Your goal:
Can you write out the lines starting at the one containing "Given the above image, your assignment is to detect fallen" and ending at the one containing "[8,188,31,213]", renaming "fallen stone" to "loose rock" and leaving everything else unchanged?
===== Record list
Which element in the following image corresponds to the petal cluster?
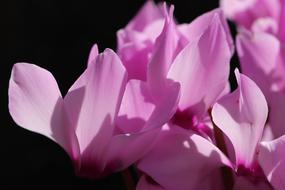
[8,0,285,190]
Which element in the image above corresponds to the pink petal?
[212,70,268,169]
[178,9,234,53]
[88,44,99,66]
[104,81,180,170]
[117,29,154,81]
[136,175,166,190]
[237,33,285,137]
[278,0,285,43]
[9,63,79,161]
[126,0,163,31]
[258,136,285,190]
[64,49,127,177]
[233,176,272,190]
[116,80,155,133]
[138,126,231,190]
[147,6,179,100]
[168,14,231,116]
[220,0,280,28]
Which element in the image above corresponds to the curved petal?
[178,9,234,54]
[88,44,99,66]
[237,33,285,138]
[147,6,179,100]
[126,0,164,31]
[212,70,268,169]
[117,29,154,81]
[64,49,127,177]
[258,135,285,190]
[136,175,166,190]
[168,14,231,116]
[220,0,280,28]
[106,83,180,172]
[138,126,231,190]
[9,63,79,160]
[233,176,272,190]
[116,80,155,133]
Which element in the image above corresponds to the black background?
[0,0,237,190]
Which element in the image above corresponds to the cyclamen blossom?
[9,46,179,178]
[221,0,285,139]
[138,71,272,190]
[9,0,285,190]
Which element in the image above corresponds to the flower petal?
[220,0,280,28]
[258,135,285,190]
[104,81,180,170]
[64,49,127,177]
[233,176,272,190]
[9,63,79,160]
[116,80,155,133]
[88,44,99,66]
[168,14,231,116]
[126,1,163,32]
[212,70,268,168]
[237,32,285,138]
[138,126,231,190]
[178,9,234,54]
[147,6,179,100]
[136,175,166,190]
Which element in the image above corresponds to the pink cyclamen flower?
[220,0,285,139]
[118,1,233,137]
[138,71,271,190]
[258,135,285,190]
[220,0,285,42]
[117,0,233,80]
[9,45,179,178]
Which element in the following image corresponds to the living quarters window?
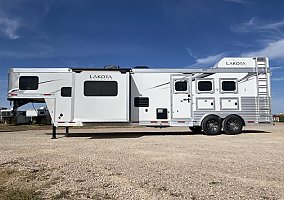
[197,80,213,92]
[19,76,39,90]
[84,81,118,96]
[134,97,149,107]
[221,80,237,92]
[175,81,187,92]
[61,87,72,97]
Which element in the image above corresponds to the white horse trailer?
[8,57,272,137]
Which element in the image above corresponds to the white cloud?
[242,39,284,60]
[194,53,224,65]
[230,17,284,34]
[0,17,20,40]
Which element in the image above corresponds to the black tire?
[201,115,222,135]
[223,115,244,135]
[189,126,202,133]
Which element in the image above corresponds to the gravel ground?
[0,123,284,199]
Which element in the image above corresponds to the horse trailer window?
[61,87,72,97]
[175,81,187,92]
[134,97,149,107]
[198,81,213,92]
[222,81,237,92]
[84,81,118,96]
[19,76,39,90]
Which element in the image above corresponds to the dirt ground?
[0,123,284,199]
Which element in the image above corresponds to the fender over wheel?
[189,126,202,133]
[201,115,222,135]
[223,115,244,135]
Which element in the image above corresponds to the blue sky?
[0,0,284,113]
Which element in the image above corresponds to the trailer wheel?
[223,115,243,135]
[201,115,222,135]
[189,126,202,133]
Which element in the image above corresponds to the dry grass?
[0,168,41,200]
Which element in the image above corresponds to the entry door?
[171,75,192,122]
==========
===== Record list
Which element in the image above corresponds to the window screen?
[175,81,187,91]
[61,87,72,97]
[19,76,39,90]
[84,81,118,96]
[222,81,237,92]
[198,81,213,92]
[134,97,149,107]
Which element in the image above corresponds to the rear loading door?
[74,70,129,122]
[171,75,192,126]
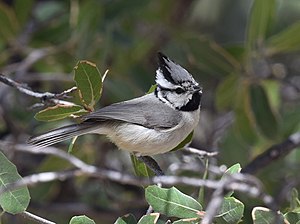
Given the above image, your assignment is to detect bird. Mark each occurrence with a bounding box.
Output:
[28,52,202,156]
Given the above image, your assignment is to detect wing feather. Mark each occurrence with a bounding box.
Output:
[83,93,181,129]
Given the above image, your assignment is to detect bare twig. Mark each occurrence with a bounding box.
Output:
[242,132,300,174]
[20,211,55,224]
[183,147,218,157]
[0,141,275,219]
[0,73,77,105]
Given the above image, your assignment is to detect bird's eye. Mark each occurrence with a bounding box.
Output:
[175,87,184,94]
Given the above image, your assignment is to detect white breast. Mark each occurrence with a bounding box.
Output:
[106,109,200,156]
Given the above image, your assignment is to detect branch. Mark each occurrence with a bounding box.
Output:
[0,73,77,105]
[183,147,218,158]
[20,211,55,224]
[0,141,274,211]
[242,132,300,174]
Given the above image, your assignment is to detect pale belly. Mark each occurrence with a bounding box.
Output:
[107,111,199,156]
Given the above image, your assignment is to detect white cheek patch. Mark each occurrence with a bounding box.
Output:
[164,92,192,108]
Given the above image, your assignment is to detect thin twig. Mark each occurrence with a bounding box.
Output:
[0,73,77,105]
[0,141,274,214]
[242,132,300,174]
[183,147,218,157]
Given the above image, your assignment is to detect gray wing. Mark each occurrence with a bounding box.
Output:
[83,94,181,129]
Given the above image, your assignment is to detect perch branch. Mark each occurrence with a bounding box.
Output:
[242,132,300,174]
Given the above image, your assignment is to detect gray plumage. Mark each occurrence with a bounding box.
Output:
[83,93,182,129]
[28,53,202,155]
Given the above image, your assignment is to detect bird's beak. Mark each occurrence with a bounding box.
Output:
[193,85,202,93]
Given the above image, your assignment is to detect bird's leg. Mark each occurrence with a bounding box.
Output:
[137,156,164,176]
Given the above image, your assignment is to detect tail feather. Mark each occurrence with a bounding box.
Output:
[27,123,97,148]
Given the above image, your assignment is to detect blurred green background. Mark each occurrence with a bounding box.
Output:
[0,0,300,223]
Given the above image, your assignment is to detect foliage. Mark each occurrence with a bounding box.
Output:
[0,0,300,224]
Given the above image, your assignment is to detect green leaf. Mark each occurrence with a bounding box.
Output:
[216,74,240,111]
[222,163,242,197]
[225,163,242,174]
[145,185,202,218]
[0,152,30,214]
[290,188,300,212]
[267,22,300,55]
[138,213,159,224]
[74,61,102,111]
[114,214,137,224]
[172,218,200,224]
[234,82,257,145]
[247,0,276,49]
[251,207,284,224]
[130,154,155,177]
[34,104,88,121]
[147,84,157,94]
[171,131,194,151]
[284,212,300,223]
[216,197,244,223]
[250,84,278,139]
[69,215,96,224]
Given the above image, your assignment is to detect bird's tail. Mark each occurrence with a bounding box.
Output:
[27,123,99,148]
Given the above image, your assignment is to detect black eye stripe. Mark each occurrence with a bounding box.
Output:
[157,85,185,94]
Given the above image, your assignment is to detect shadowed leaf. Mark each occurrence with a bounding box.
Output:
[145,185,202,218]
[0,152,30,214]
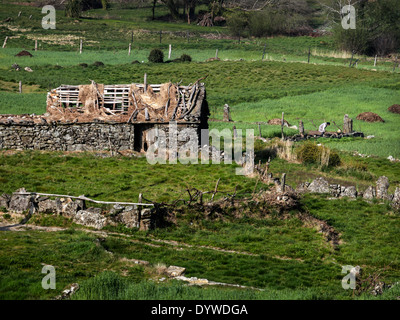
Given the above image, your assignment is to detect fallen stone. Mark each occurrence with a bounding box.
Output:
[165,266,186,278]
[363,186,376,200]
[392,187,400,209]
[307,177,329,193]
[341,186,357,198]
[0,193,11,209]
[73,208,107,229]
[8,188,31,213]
==========
===== Record list
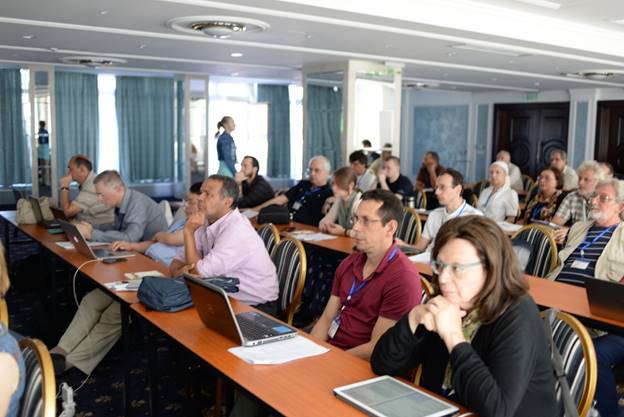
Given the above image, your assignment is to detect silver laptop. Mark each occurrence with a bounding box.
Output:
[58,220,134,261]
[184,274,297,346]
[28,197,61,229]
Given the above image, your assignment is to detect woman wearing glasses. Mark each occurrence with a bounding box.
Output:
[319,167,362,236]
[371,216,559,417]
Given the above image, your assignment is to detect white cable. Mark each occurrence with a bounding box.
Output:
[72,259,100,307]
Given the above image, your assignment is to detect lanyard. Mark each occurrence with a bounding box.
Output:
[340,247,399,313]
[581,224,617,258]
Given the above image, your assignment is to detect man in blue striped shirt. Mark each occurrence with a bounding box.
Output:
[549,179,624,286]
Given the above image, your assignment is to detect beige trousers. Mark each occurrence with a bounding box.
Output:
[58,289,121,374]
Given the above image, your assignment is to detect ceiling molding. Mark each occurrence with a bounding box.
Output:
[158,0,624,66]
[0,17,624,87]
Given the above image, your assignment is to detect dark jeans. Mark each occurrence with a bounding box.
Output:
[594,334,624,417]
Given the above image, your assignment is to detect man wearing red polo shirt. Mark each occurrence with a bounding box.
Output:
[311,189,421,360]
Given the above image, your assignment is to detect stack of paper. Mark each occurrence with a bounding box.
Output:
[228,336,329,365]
==========
Result below:
Given the above image, your assignment is to detect loose rock. Mark each occurrence with a bounding box.
Output:
[165,266,186,278]
[363,186,376,200]
[392,187,400,209]
[307,177,329,193]
[341,186,357,198]
[0,193,11,209]
[73,208,107,229]
[8,188,31,213]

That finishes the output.